» **Exercise instructions**: Transcribe the entire listing below exactly.

» **Provided entries**:
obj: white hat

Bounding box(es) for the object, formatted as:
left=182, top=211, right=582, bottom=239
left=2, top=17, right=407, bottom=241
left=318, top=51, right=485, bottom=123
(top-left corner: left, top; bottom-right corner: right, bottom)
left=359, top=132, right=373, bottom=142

» **Result of the task**:
obj: white hat

Bounding box(es) for the object, formatted as:
left=182, top=211, right=582, bottom=239
left=2, top=17, right=407, bottom=241
left=318, top=51, right=485, bottom=123
(top-left corner: left, top; bottom-right corner: right, bottom)
left=359, top=132, right=373, bottom=142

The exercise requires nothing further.